== TEXTO DE ORIGEN ==
El famoso compositor nació en 1770 en Colonia y por ello el año pasado se conmemoró su 250º aniversario con distintas iniciativas. Pero, a mi modo de ver, el homenaje que hizo Mauricio Kagel en 1970 con la película Ludwig van sigue siendo insuperable. Era otra época…
Beethoven encarna al individuo que lucha, orgulloso y dolido, por conquistar nuevas libertades. Se aleja de la servidumbre a la nobleza propia del viejo régimen y rechaza los gestos de pleitesía para poner su voz al servicio de las emociones más profundas y comunes de la humanidad: alegría y tristeza, amor o desprecio, tranquilidad o furia. Lo sublime se atisbaba fuera de la iglesia, en templos paganos: las salas de conciertos. La construcción de la ciudadanía, con su propio marco legal y jurídico, ocurre en paralelo a la consolidación del individuo capaz de sentir, expresar, amar, sufrir o anhelar la concordia universal. El espíritu revolucionario llegó a su paroxismo con la música, convertida en el lenguaje idóneo de aquel proceso. Beethoven encarna el triunfo del individuo, dueño de su destino por encima de viento y marea, de enfermedades y sinsabores. Ese esfuerzo colosal tiene un precio que despierta admiración: la renuncia a la felicidad.
Tras siglos, Beethoven sigue siendo una referencia de nuestro universo cultural, pero en declive. La sociedad actual heredó el modelo gestado en tiempos del compositor, pero, desde entonces, la noción del sujeto se ha diluido en un creciente hedonismo. Más vale eludir esfuerzos extraordinarios y ovacionarlos en otras espaldas. La lucha por sentir, pensar y actuar ha evolucionado hacia una interpretación del mundo acomodaticia, adaptada a capricho. Se ha impuesto la Ley de Campoamor: “Y es que en el mundo traidor nada es verdad ni es mentira: todo es según el color del cristal con que se mira”. El individualismo contemporáneo poco tiene que ver con aquel arrebato transformador de los primeros románticos; ha desembocado en un individualismo óptico, dócil y consumista, en un individualismo de instagrammers, prêt-à-porter.
La figura colosal de Beethoven sobrevive, pero se desvanece ante nuestros ojos. El público que admiraba sus obras y esfuerzos está en franco retroceso, como todo aquel universo filarmónico e idealista que brilló hasta hace pocos lustros (Robert J. Flanagan. The Perilous Life of Symphony Orchestras: Artistic Triumphs and Economic Challenges). El ejemplo del compositor alemán es cada día más incomprensible. El pedestal presenta grietas ante un mundo leve y fluido. Tal vez su ocaso sea el albor de una nueva fase histórica. El destino llama a la puerta con tres golpes y una tercera menor descendente. Poco a poco dejamos atrás su geografía. ¡Adiós, Ludwig!

== TAREA PROPUESTA ==
Transcribe del texto sobre Beethoven el fragmento que arranca en las palabras "La figura colosal" y concluye tras "geografía. ¡Adiós, Ludwig!".

== DATOS PROPORCIONADOS ==
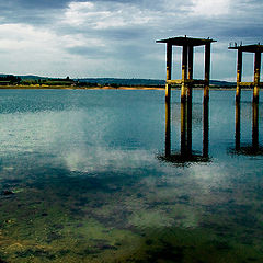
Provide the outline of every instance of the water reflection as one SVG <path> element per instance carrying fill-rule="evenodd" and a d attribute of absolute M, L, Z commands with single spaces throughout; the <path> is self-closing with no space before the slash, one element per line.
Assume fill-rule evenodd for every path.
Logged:
<path fill-rule="evenodd" d="M 173 152 L 171 149 L 171 105 L 165 103 L 165 153 L 159 160 L 176 165 L 186 165 L 191 162 L 208 162 L 209 158 L 209 103 L 203 103 L 203 151 L 197 153 L 192 149 L 192 98 L 181 102 L 181 149 Z"/>
<path fill-rule="evenodd" d="M 263 148 L 259 144 L 259 103 L 252 103 L 252 144 L 241 146 L 241 106 L 240 102 L 236 102 L 236 135 L 235 150 L 230 150 L 235 155 L 260 156 L 263 155 Z"/>

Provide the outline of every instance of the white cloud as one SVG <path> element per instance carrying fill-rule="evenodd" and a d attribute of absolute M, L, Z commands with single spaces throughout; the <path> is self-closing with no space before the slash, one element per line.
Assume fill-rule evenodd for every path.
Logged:
<path fill-rule="evenodd" d="M 87 25 L 89 28 L 105 30 L 147 24 L 150 14 L 137 5 L 111 2 L 71 2 L 65 12 L 65 23 L 73 26 Z"/>
<path fill-rule="evenodd" d="M 191 11 L 198 16 L 218 16 L 228 14 L 230 11 L 230 0 L 192 0 Z"/>

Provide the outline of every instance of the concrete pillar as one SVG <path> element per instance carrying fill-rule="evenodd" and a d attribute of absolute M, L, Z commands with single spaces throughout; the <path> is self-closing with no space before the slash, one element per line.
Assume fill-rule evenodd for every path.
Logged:
<path fill-rule="evenodd" d="M 187 62 L 188 62 L 188 47 L 183 46 L 181 102 L 186 101 L 186 83 L 185 83 L 185 81 L 187 80 Z"/>
<path fill-rule="evenodd" d="M 259 102 L 252 103 L 252 148 L 254 151 L 259 149 Z"/>
<path fill-rule="evenodd" d="M 209 156 L 209 101 L 203 102 L 203 157 Z"/>
<path fill-rule="evenodd" d="M 165 102 L 165 157 L 171 156 L 171 105 Z"/>
<path fill-rule="evenodd" d="M 167 43 L 167 80 L 172 78 L 172 45 Z M 165 84 L 165 102 L 171 100 L 171 84 Z"/>
<path fill-rule="evenodd" d="M 188 46 L 188 79 L 193 79 L 194 72 L 194 47 Z"/>
<path fill-rule="evenodd" d="M 187 152 L 192 155 L 192 90 L 187 96 Z"/>
<path fill-rule="evenodd" d="M 205 45 L 205 88 L 204 101 L 209 100 L 209 82 L 210 82 L 210 43 Z"/>
<path fill-rule="evenodd" d="M 242 80 L 242 60 L 243 60 L 242 55 L 243 55 L 242 50 L 238 49 L 236 102 L 240 102 L 241 96 L 240 82 Z"/>
<path fill-rule="evenodd" d="M 181 102 L 181 156 L 187 153 L 186 145 L 186 128 L 187 128 L 187 116 L 186 116 L 186 101 Z"/>
<path fill-rule="evenodd" d="M 254 59 L 254 90 L 253 90 L 253 102 L 255 103 L 259 103 L 260 69 L 261 69 L 261 53 L 256 52 Z"/>
<path fill-rule="evenodd" d="M 236 96 L 237 98 L 237 96 Z M 240 102 L 236 101 L 236 150 L 240 150 Z"/>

== RESPUESTA ==
La figura colosal de Beethoven sobrevive, pero se desvanece ante nuestros ojos. El público que admiraba sus obras y esfuerzos está en franco retroceso, como todo aquel universo filarmónico e idealista que brilló hasta hace pocos lustros (Robert J. Flanagan. The Perilous Life of Symphony Orchestras: Artistic Triumphs and Economic Challenges). El ejemplo del compositor alemán es cada día más incomprensible. El pedestal presenta grietas ante un mundo leve y fluido. Tal vez su ocaso sea el albor de una nueva fase histórica. El destino llama a la puerta con tres golpes y una tercera menor descendente. Poco a poco dejamos atrás su geografía. ¡Adiós, Ludwig!